§ Given passage:
How do I filter out spam that turns up on mailing lists?

David Relson relson at osagesoftware.com
Sat Jan 26 20:41:25 CET 2008


On Sat, 26 Jan 2008 19:14:54 +0100
Nigel Henry wrote:

> On Saturday 26 January 2008 01:16, David Relson wrote:
> > On Fri, 25 Jan 2008 20:22:45 +0100
> > Nigel Henry wrote:
> >
> > ...[snip]...
> >
> > > Hi David. Meanwhile back at the ranch, I'm not really on my way to
> > > creating this ignore.db. Not being one to give up (although a few
> > > days have passed), here's how things stand at present.
> > >
> > > I already had an /etc/bogofilter.cf.example file, but also created
> > > an /etc/bogofilter.cf file. I have added the following 2 lines to
> > > this newly created file.
> > >
> > > wordlist i,ignore,ignore.db,1
> > > wordlist r,word,wordlist.db,2
> >
> > good
> >
> > > Question 1:
> > > Do entries in /etc/bogofilter.cf override default settings
> > > in /etc/bogofilter.cf.example?
> >
> > bogofilter.cf.example is only an example.  It is not used by
> > bogofilter.

§ Job a:
According to the mailing list message, what does David Relson say about bogofilter.cf.example?
The mailing list message and the rows that follow it are unrelated to each other.

§ Records provided:
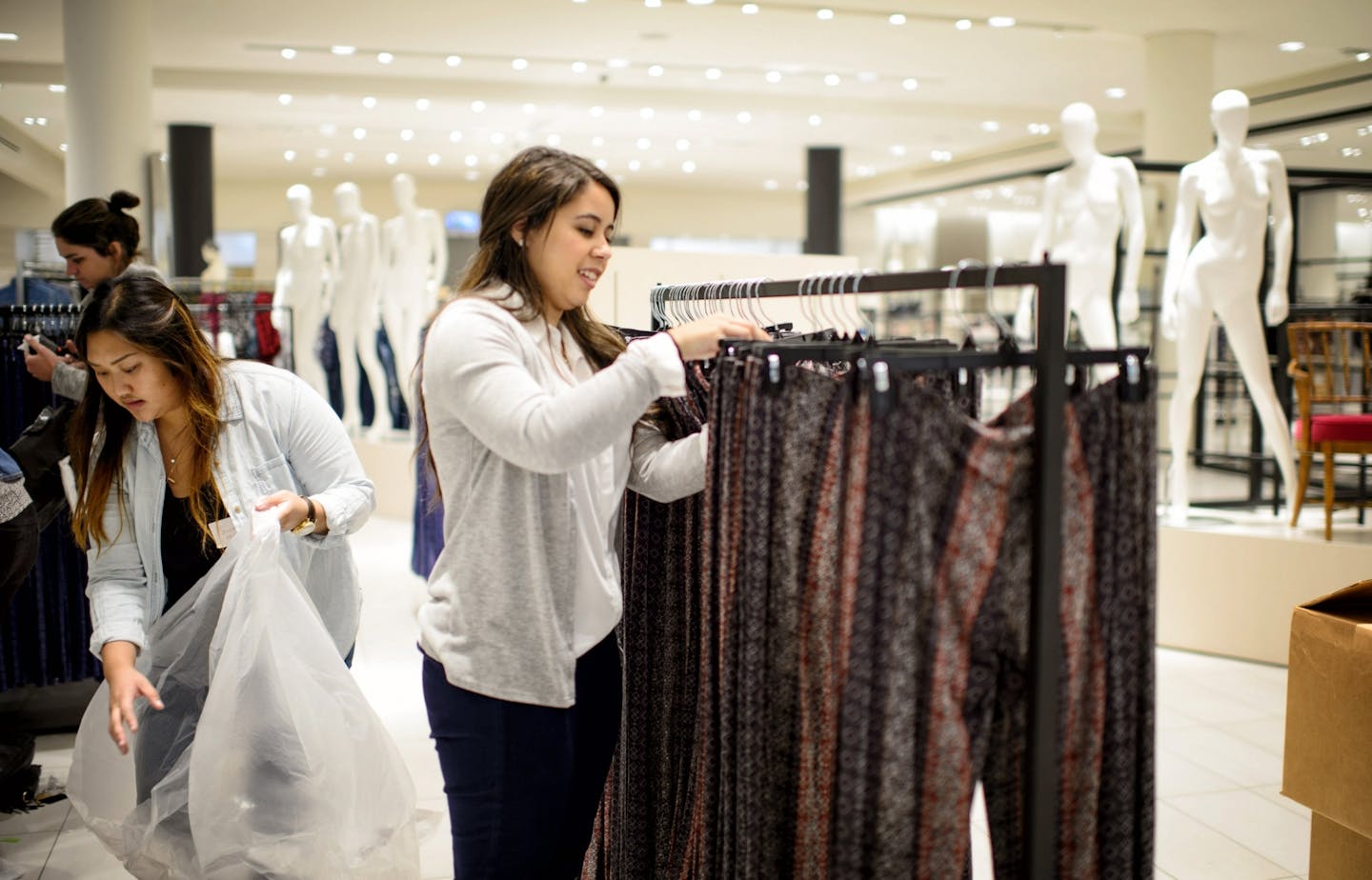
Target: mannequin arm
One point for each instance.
(1278, 302)
(1135, 240)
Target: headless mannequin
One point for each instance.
(305, 283)
(414, 259)
(355, 300)
(1237, 190)
(1084, 206)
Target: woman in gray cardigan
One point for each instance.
(535, 427)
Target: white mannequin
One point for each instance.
(1237, 190)
(414, 259)
(1084, 206)
(355, 302)
(305, 283)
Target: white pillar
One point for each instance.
(108, 56)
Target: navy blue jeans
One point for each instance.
(523, 782)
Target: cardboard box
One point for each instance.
(1328, 733)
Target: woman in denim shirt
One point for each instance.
(184, 449)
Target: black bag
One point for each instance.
(37, 452)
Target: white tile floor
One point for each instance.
(1220, 732)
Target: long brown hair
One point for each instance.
(152, 318)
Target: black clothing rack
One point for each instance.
(1050, 398)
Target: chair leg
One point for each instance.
(1298, 490)
(1328, 492)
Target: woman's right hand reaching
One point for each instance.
(698, 340)
(127, 684)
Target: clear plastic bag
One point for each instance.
(267, 760)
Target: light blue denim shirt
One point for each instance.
(277, 434)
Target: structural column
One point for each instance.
(823, 200)
(109, 100)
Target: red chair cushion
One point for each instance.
(1338, 428)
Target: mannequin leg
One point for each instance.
(1193, 340)
(1243, 325)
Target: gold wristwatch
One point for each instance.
(306, 527)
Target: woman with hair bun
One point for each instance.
(97, 242)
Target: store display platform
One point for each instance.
(1228, 580)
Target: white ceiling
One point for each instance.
(220, 62)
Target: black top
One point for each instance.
(187, 551)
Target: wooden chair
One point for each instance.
(1331, 368)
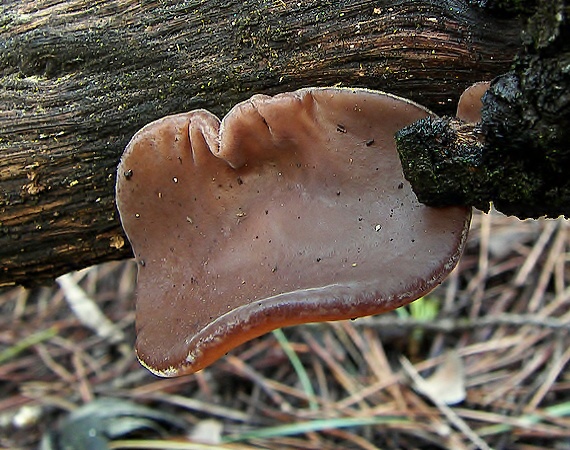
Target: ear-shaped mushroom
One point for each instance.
(293, 209)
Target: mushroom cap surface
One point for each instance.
(293, 209)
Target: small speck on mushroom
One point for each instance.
(302, 136)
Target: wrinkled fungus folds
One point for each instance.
(293, 209)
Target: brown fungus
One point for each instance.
(274, 217)
(470, 103)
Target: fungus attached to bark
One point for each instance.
(293, 209)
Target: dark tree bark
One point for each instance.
(518, 157)
(78, 78)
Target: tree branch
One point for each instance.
(518, 156)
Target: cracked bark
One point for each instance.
(78, 79)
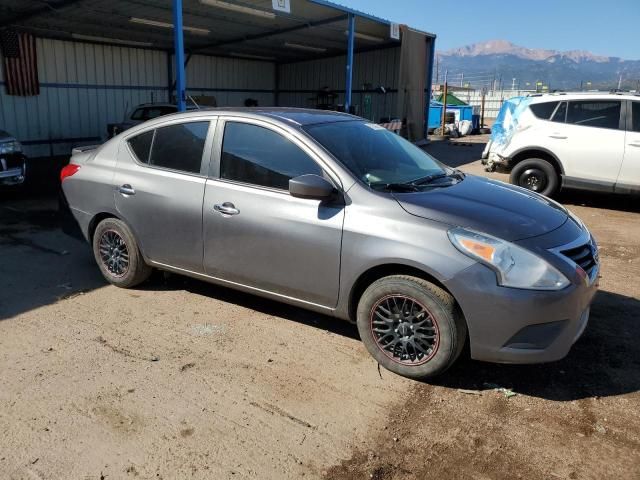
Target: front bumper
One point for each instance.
(508, 325)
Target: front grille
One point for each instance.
(9, 162)
(586, 256)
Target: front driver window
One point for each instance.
(260, 156)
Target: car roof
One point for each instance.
(147, 105)
(295, 116)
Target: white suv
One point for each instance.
(589, 141)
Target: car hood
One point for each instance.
(488, 206)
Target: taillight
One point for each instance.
(69, 170)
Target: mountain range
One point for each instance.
(502, 61)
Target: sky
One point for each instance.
(601, 27)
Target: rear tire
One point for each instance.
(117, 254)
(537, 175)
(411, 326)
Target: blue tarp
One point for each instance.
(507, 120)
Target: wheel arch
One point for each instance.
(384, 270)
(95, 221)
(537, 152)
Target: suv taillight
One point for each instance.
(68, 171)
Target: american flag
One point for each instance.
(20, 63)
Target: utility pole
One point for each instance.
(444, 102)
(484, 94)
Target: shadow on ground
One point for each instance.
(39, 265)
(604, 362)
(607, 201)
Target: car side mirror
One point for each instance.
(312, 187)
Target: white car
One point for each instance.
(588, 141)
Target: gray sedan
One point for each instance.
(335, 214)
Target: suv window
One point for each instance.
(141, 145)
(560, 115)
(595, 113)
(259, 156)
(543, 110)
(180, 146)
(635, 116)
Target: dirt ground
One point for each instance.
(182, 379)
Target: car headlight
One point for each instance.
(515, 267)
(10, 147)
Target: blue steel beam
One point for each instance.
(178, 46)
(350, 48)
(429, 85)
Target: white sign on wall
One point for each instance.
(395, 31)
(282, 5)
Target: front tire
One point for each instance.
(117, 254)
(411, 326)
(537, 175)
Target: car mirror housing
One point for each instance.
(312, 187)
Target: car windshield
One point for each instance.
(378, 157)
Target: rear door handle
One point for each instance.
(226, 208)
(126, 189)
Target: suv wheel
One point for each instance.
(118, 255)
(410, 326)
(537, 175)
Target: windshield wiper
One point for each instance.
(428, 179)
(398, 187)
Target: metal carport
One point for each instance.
(93, 56)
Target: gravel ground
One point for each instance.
(182, 379)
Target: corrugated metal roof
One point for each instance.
(314, 28)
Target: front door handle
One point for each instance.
(126, 189)
(226, 208)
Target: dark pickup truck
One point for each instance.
(13, 163)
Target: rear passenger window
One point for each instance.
(259, 156)
(560, 114)
(595, 113)
(180, 146)
(141, 145)
(544, 110)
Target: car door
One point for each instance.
(255, 233)
(629, 177)
(588, 138)
(159, 187)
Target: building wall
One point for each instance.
(83, 87)
(300, 82)
(231, 81)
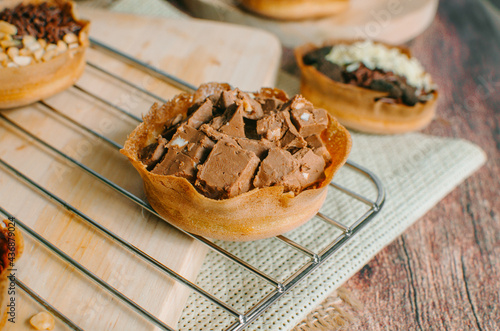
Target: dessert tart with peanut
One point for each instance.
(42, 47)
(295, 9)
(368, 86)
(11, 248)
(237, 166)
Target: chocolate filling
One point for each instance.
(232, 142)
(396, 87)
(42, 21)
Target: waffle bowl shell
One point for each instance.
(257, 214)
(24, 85)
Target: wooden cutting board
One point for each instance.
(390, 21)
(196, 51)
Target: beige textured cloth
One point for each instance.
(417, 171)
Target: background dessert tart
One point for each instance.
(42, 50)
(225, 185)
(295, 9)
(361, 95)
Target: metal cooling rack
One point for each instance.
(242, 319)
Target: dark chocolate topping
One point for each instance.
(396, 86)
(43, 21)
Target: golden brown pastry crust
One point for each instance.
(257, 214)
(356, 107)
(24, 85)
(4, 266)
(295, 9)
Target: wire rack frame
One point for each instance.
(242, 319)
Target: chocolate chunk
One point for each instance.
(275, 167)
(203, 114)
(270, 105)
(259, 147)
(151, 154)
(291, 138)
(316, 55)
(315, 143)
(176, 163)
(233, 123)
(227, 172)
(226, 99)
(309, 121)
(409, 95)
(251, 129)
(191, 142)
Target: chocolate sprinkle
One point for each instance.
(43, 21)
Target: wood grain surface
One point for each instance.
(387, 20)
(250, 60)
(444, 272)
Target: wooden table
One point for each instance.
(444, 272)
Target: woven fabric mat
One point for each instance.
(417, 171)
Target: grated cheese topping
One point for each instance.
(378, 56)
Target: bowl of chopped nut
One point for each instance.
(42, 49)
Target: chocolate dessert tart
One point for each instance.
(11, 248)
(295, 9)
(237, 166)
(368, 86)
(42, 48)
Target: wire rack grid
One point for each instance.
(313, 259)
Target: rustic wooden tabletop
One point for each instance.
(444, 272)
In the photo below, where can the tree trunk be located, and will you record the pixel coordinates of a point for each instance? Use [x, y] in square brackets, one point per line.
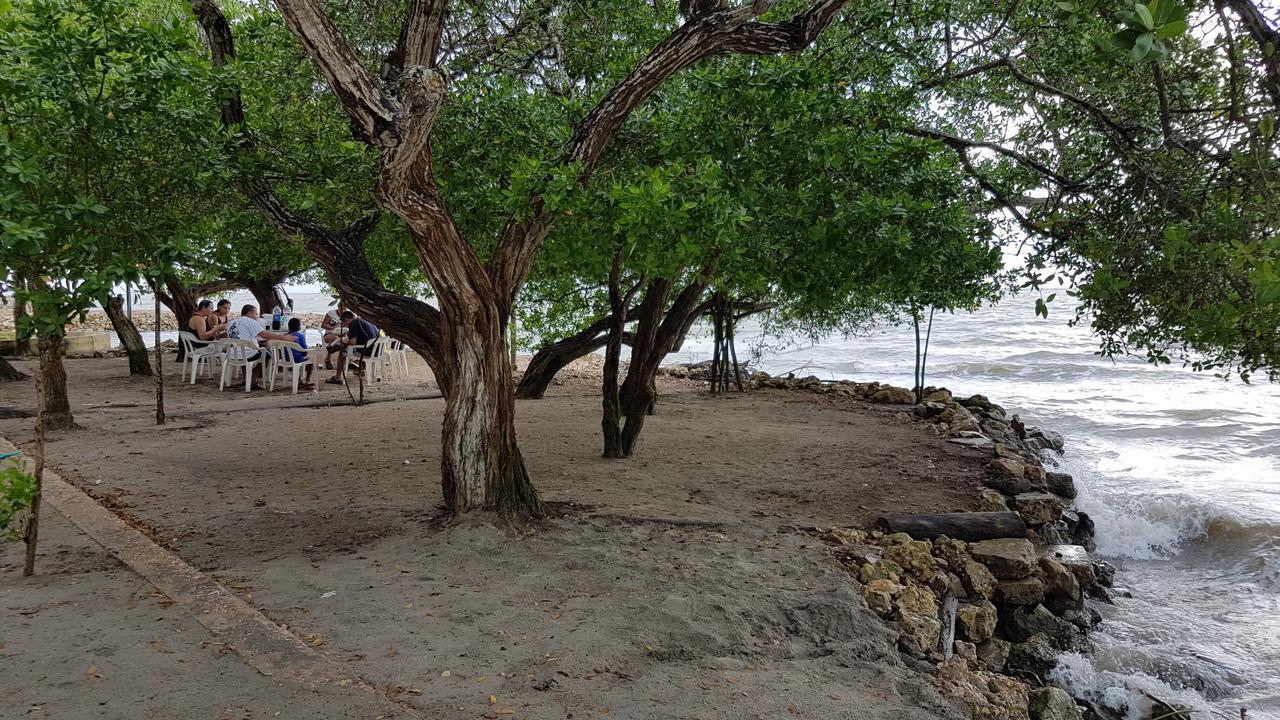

§ Job b:
In the rows, reproduce everything from the line containing "Target: rustic wooden tabletop" through the end of the rows, including both ends, and omit the pictures.

§ Final answer a:
He says it is only an example and is not used by bogofilter.

§ Final answer b:
Target: rustic wooden tabletop
One point for each instance.
(444, 272)
In the photo below, where can the tree trunk be located, and will you record the pixel coordinates of a point for each instance? Use [x, y] in square brackets, one point per line.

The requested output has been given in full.